● **TO DO**: Render all of the data below as a Markdown table with the columns "Row" and "Line," giving each line its own numbered row and skipping blank lines. Leave the pictures out of the table.

[start]

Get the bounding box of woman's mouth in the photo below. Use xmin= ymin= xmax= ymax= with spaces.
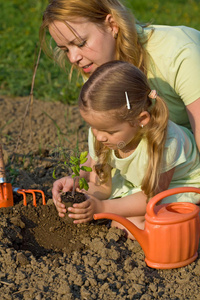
xmin=83 ymin=63 xmax=93 ymax=73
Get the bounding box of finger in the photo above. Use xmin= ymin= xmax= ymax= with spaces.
xmin=73 ymin=200 xmax=91 ymax=209
xmin=73 ymin=218 xmax=92 ymax=224
xmin=58 ymin=213 xmax=65 ymax=218
xmin=68 ymin=207 xmax=88 ymax=215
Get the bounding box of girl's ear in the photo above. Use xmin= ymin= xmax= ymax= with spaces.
xmin=138 ymin=111 xmax=151 ymax=127
xmin=105 ymin=14 xmax=119 ymax=39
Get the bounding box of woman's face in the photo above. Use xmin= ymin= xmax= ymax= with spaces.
xmin=49 ymin=15 xmax=118 ymax=74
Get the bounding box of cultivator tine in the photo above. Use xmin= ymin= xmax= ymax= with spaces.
xmin=13 ymin=188 xmax=46 ymax=207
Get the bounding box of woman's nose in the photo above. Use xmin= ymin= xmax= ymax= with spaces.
xmin=68 ymin=48 xmax=82 ymax=64
xmin=96 ymin=132 xmax=107 ymax=142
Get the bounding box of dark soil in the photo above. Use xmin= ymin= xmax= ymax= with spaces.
xmin=0 ymin=96 xmax=200 ymax=300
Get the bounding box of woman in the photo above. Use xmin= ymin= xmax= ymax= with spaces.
xmin=40 ymin=0 xmax=200 ymax=206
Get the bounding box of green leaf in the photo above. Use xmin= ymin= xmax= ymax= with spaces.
xmin=71 ymin=167 xmax=80 ymax=176
xmin=80 ymin=151 xmax=88 ymax=160
xmin=81 ymin=166 xmax=92 ymax=172
xmin=78 ymin=178 xmax=84 ymax=190
xmin=70 ymin=156 xmax=79 ymax=165
xmin=80 ymin=157 xmax=87 ymax=165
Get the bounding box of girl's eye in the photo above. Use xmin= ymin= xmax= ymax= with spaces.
xmin=77 ymin=41 xmax=86 ymax=48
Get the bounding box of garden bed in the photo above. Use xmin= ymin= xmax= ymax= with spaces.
xmin=0 ymin=96 xmax=200 ymax=300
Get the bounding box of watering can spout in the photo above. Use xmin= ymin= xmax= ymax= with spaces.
xmin=93 ymin=213 xmax=148 ymax=253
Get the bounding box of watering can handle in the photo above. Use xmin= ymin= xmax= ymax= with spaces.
xmin=147 ymin=187 xmax=200 ymax=217
xmin=0 ymin=144 xmax=6 ymax=183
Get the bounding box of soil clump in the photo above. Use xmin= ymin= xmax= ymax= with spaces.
xmin=0 ymin=96 xmax=200 ymax=300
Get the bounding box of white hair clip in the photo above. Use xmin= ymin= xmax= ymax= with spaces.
xmin=125 ymin=92 xmax=131 ymax=109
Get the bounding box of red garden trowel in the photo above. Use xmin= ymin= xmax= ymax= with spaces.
xmin=0 ymin=144 xmax=46 ymax=207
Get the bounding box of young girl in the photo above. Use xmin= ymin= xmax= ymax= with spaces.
xmin=52 ymin=61 xmax=200 ymax=238
xmin=40 ymin=0 xmax=200 ymax=151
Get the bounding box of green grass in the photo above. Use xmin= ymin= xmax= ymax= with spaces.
xmin=0 ymin=0 xmax=200 ymax=103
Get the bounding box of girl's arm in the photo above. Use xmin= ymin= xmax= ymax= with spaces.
xmin=52 ymin=154 xmax=111 ymax=217
xmin=68 ymin=168 xmax=175 ymax=224
xmin=80 ymin=154 xmax=112 ymax=200
xmin=186 ymin=98 xmax=200 ymax=152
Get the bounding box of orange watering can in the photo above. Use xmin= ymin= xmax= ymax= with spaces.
xmin=94 ymin=187 xmax=200 ymax=269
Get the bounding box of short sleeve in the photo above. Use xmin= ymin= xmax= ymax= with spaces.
xmin=172 ymin=43 xmax=200 ymax=105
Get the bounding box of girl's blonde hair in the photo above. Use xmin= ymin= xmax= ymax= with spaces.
xmin=79 ymin=61 xmax=168 ymax=197
xmin=39 ymin=0 xmax=151 ymax=76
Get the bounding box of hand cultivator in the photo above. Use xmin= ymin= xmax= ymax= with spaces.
xmin=0 ymin=144 xmax=46 ymax=207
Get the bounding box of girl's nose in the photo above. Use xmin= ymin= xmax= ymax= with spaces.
xmin=92 ymin=129 xmax=107 ymax=142
xmin=68 ymin=48 xmax=82 ymax=65
xmin=96 ymin=132 xmax=107 ymax=142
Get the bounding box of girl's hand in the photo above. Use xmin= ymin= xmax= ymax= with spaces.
xmin=68 ymin=194 xmax=103 ymax=224
xmin=52 ymin=176 xmax=73 ymax=218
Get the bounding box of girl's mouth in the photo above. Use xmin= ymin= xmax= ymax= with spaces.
xmin=83 ymin=63 xmax=93 ymax=73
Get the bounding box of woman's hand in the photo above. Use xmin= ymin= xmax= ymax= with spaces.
xmin=52 ymin=176 xmax=74 ymax=218
xmin=68 ymin=194 xmax=103 ymax=224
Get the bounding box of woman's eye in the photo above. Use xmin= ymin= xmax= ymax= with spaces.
xmin=78 ymin=41 xmax=86 ymax=48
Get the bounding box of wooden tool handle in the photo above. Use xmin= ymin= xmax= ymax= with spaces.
xmin=0 ymin=144 xmax=6 ymax=183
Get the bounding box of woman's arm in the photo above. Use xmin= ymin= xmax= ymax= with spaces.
xmin=186 ymin=98 xmax=200 ymax=152
xmin=68 ymin=168 xmax=175 ymax=224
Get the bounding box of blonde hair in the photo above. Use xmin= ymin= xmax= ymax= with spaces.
xmin=39 ymin=0 xmax=152 ymax=76
xmin=79 ymin=61 xmax=168 ymax=197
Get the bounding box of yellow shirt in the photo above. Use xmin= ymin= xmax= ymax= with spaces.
xmin=137 ymin=25 xmax=200 ymax=130
xmin=88 ymin=121 xmax=200 ymax=203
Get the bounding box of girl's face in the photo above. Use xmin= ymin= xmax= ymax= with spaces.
xmin=80 ymin=110 xmax=139 ymax=152
xmin=49 ymin=15 xmax=118 ymax=74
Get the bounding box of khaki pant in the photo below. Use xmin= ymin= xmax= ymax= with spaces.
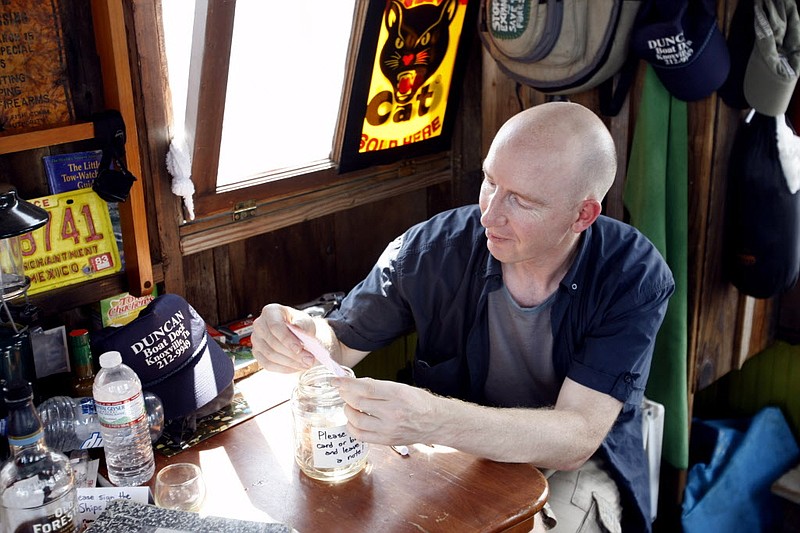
xmin=533 ymin=458 xmax=622 ymax=533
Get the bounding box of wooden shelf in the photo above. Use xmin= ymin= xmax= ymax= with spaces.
xmin=0 ymin=122 xmax=94 ymax=154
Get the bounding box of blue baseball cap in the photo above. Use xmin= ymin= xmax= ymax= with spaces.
xmin=631 ymin=0 xmax=731 ymax=102
xmin=92 ymin=294 xmax=233 ymax=420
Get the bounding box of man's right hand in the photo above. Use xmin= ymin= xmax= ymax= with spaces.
xmin=251 ymin=304 xmax=316 ymax=373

[end]

● **WRITTEN SOLUTION**:
| Row | Line |
|---|---|
| 1 | Get the bounding box of woman's mouth in the photo below. Use xmin= ymin= xmax= ymax= with spaces. |
| 2 | xmin=83 ymin=63 xmax=93 ymax=73 |
| 3 | Get the bounding box of finger in the photo above. Use xmin= ymin= xmax= ymax= with spaces. |
| 4 | xmin=73 ymin=200 xmax=91 ymax=209 |
| 5 | xmin=73 ymin=218 xmax=92 ymax=224 |
| 6 | xmin=58 ymin=213 xmax=65 ymax=218 |
| 7 | xmin=68 ymin=207 xmax=88 ymax=215 |
| 8 | Get the bounding box of girl's ear in the photo above. Use xmin= ymin= xmax= ymax= with spaces. |
| 9 | xmin=138 ymin=111 xmax=151 ymax=127 |
| 10 | xmin=105 ymin=14 xmax=119 ymax=39 |
| 11 | Get the bounding box of woman's face in the photo above. Use xmin= ymin= xmax= ymax= with spaces. |
| 12 | xmin=49 ymin=15 xmax=118 ymax=74 |
| 13 | Get the bounding box of cultivator tine in the photo above. Use xmin= ymin= xmax= ymax= with spaces. |
| 14 | xmin=13 ymin=188 xmax=46 ymax=207 |
| 15 | Get the bounding box of woman's nose in the photo above. Use xmin= ymin= xmax= ymax= with spaces. |
| 16 | xmin=68 ymin=48 xmax=82 ymax=64 |
| 17 | xmin=96 ymin=132 xmax=107 ymax=142 |
| 18 | Get the bounding box of dark soil in the photo above. Use xmin= ymin= xmax= ymax= with spaces. |
| 19 | xmin=0 ymin=96 xmax=200 ymax=300 |
| 20 | Get the bounding box of woman in the photo above. Use xmin= ymin= xmax= ymax= with spaces. |
| 21 | xmin=40 ymin=0 xmax=200 ymax=206 |
| 22 | Get the bounding box of green leaf in the photo above. Use xmin= ymin= xmax= ymax= with spaces. |
| 23 | xmin=71 ymin=167 xmax=80 ymax=176 |
| 24 | xmin=80 ymin=151 xmax=88 ymax=160 |
| 25 | xmin=81 ymin=166 xmax=92 ymax=172 |
| 26 | xmin=78 ymin=178 xmax=84 ymax=190 |
| 27 | xmin=70 ymin=156 xmax=79 ymax=165 |
| 28 | xmin=80 ymin=157 xmax=87 ymax=165 |
| 29 | Get the bounding box of girl's eye in the photo above. Use xmin= ymin= xmax= ymax= with spaces. |
| 30 | xmin=77 ymin=41 xmax=86 ymax=48 |
| 31 | Get the bounding box of garden bed in the photo above. Use xmin= ymin= xmax= ymax= with spaces. |
| 32 | xmin=0 ymin=96 xmax=200 ymax=300 |
| 33 | Get the bounding box of watering can spout in the photo above. Use xmin= ymin= xmax= ymax= with spaces. |
| 34 | xmin=93 ymin=213 xmax=148 ymax=253 |
| 35 | Get the bounding box of watering can handle in the photo above. Use xmin= ymin= xmax= ymax= with spaces. |
| 36 | xmin=147 ymin=187 xmax=200 ymax=217 |
| 37 | xmin=0 ymin=144 xmax=6 ymax=183 |
| 38 | Get the bounding box of soil clump in the photo above. Use xmin= ymin= xmax= ymax= with spaces. |
| 39 | xmin=0 ymin=96 xmax=200 ymax=300 |
| 40 | Get the bounding box of white hair clip in the photo above. Use xmin= ymin= xmax= ymax= with spaces. |
| 41 | xmin=125 ymin=92 xmax=131 ymax=109 |
| 42 | Get the bounding box of red garden trowel in the photo above. Use xmin= ymin= xmax= ymax= with spaces. |
| 43 | xmin=0 ymin=144 xmax=46 ymax=207 |
| 44 | Get the bounding box of young girl in the photo above. Use xmin= ymin= xmax= ymax= with spaces. |
| 45 | xmin=52 ymin=61 xmax=200 ymax=238 |
| 46 | xmin=40 ymin=0 xmax=200 ymax=151 |
| 47 | Get the bounding box of green grass in the photo above. Use xmin= ymin= xmax= ymax= with spaces. |
| 48 | xmin=0 ymin=0 xmax=200 ymax=103 |
| 49 | Get the bounding box of girl's arm in the photo above. Use xmin= ymin= xmax= ymax= with spaces. |
| 50 | xmin=52 ymin=154 xmax=111 ymax=217 |
| 51 | xmin=68 ymin=168 xmax=175 ymax=224 |
| 52 | xmin=80 ymin=154 xmax=112 ymax=200 |
| 53 | xmin=186 ymin=98 xmax=200 ymax=152 |
| 54 | Get the bounding box of orange watering can in the photo above. Use xmin= ymin= xmax= ymax= with spaces. |
| 55 | xmin=94 ymin=187 xmax=200 ymax=269 |
| 56 | Get the bounding box of short sleeve in the photo above. Use xmin= ymin= xmax= ymax= with spaces. |
| 57 | xmin=172 ymin=43 xmax=200 ymax=105 |
| 58 | Get the bounding box of girl's blonde hair in the photo above. Use xmin= ymin= xmax= ymax= with spaces. |
| 59 | xmin=79 ymin=61 xmax=168 ymax=197 |
| 60 | xmin=39 ymin=0 xmax=151 ymax=76 |
| 61 | Get the bounding box of hand cultivator in the photo above. Use xmin= ymin= xmax= ymax= with spaces. |
| 62 | xmin=0 ymin=144 xmax=46 ymax=207 |
| 63 | Get the bounding box of girl's nose in the photo above. Use xmin= ymin= xmax= ymax= with spaces. |
| 64 | xmin=92 ymin=129 xmax=107 ymax=142 |
| 65 | xmin=68 ymin=48 xmax=82 ymax=65 |
| 66 | xmin=96 ymin=132 xmax=107 ymax=142 |
| 67 | Get the bounding box of girl's hand in the photo above. Use xmin= ymin= xmax= ymax= with spaces. |
| 68 | xmin=68 ymin=194 xmax=103 ymax=224 |
| 69 | xmin=52 ymin=176 xmax=73 ymax=218 |
| 70 | Get the bounding box of girl's mouth in the photo above. Use xmin= ymin= xmax= ymax= with spaces. |
| 71 | xmin=83 ymin=63 xmax=93 ymax=73 |
| 72 | Get the bounding box of woman's hand in the photo above. Use xmin= ymin= xmax= ymax= with spaces. |
| 73 | xmin=52 ymin=176 xmax=74 ymax=218 |
| 74 | xmin=68 ymin=194 xmax=103 ymax=224 |
| 75 | Get the bounding box of woman's eye in the photo above. Use xmin= ymin= xmax= ymax= with spaces. |
| 76 | xmin=78 ymin=41 xmax=86 ymax=48 |
| 77 | Get the bounding box of wooden tool handle in the photo above. Use xmin= ymin= xmax= ymax= with spaces. |
| 78 | xmin=0 ymin=144 xmax=6 ymax=183 |
| 79 | Get the bounding box of woman's arm in the photo above. Use xmin= ymin= xmax= ymax= with spaces. |
| 80 | xmin=186 ymin=98 xmax=200 ymax=152 |
| 81 | xmin=68 ymin=168 xmax=175 ymax=224 |
| 82 | Get the bounding box of blonde hair in the photo above. Use xmin= ymin= xmax= ymax= with spaces. |
| 83 | xmin=39 ymin=0 xmax=152 ymax=76 |
| 84 | xmin=79 ymin=61 xmax=168 ymax=197 |
| 85 | Get the bounding box of yellow shirt in the photo above. Use xmin= ymin= xmax= ymax= with spaces. |
| 86 | xmin=137 ymin=25 xmax=200 ymax=130 |
| 87 | xmin=88 ymin=121 xmax=200 ymax=203 |
| 88 | Get the bounding box of girl's face in the photo above. Use xmin= ymin= xmax= ymax= with spaces. |
| 89 | xmin=80 ymin=110 xmax=139 ymax=152 |
| 90 | xmin=49 ymin=15 xmax=118 ymax=74 |
| 91 | Get the bounding box of khaki pant in the photo below. Use xmin= ymin= xmax= ymax= with spaces. |
| 92 | xmin=533 ymin=458 xmax=622 ymax=533 |
| 93 | Get the bounding box of wooden shelf in the photo above. Use xmin= ymin= xmax= ymax= with spaces. |
| 94 | xmin=0 ymin=122 xmax=94 ymax=154 |
| 95 | Get the bounding box of blue baseball cap in the photo above. Use xmin= ymin= xmax= ymax= with spaces. |
| 96 | xmin=631 ymin=0 xmax=731 ymax=102 |
| 97 | xmin=92 ymin=294 xmax=233 ymax=420 |
| 98 | Get the bounding box of man's right hand in the photo above. Use xmin= ymin= xmax= ymax= with spaces. |
| 99 | xmin=251 ymin=304 xmax=316 ymax=373 |